• Source material
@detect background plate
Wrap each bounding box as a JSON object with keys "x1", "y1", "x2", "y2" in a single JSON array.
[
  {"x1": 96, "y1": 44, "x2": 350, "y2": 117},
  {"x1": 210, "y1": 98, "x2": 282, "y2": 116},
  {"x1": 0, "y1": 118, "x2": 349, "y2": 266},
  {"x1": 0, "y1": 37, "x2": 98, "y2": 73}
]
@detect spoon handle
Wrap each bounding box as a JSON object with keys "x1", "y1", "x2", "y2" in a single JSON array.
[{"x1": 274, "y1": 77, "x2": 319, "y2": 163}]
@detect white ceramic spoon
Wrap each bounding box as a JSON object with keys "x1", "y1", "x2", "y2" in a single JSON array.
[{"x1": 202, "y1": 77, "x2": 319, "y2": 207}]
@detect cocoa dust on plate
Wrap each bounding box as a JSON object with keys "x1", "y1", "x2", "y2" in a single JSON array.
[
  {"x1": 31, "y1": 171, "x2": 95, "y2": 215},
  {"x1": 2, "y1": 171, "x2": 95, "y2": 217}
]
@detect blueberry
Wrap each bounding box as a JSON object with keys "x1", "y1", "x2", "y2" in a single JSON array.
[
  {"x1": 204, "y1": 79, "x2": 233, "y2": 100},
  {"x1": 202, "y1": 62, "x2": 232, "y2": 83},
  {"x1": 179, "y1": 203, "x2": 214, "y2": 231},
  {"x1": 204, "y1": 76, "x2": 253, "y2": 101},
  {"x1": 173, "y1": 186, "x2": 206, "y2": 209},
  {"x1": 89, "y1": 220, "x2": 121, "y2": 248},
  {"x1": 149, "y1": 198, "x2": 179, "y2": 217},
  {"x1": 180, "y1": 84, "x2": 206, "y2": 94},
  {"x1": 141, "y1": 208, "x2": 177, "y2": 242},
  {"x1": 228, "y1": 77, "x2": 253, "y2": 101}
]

• What needs to be done
Please transcribe all of the entries precisely.

• Answer space
@detect background plate
Wrap each bounding box as a JSON object with keys "x1", "y1", "x2", "y2" in a single JSON array.
[
  {"x1": 96, "y1": 44, "x2": 350, "y2": 117},
  {"x1": 210, "y1": 98, "x2": 282, "y2": 116},
  {"x1": 0, "y1": 118, "x2": 349, "y2": 266},
  {"x1": 0, "y1": 37, "x2": 98, "y2": 73}
]
@detect spoon handle
Wrap each bounding box as a JSON object with keys "x1", "y1", "x2", "y2" in a single JSON array.
[{"x1": 274, "y1": 77, "x2": 319, "y2": 163}]
@detect white ceramic spoon
Wrap each bounding box as a JSON object with keys "x1", "y1", "x2", "y2" in a single JSON array.
[{"x1": 202, "y1": 77, "x2": 319, "y2": 207}]
@detect cocoa dust on plate
Wrap each bounding box as a JSON object with keys "x1", "y1", "x2", "y2" in a single JSON array.
[
  {"x1": 31, "y1": 171, "x2": 95, "y2": 215},
  {"x1": 2, "y1": 171, "x2": 95, "y2": 217}
]
@detect blueberry
Wrap each bounding box as a JSON object with keys "x1", "y1", "x2", "y2" in a single JSON array.
[
  {"x1": 204, "y1": 79, "x2": 233, "y2": 100},
  {"x1": 202, "y1": 62, "x2": 232, "y2": 83},
  {"x1": 179, "y1": 203, "x2": 214, "y2": 231},
  {"x1": 204, "y1": 76, "x2": 253, "y2": 101},
  {"x1": 173, "y1": 186, "x2": 206, "y2": 209},
  {"x1": 89, "y1": 220, "x2": 121, "y2": 248},
  {"x1": 149, "y1": 198, "x2": 179, "y2": 217},
  {"x1": 180, "y1": 84, "x2": 206, "y2": 94},
  {"x1": 141, "y1": 208, "x2": 177, "y2": 242},
  {"x1": 228, "y1": 77, "x2": 253, "y2": 101}
]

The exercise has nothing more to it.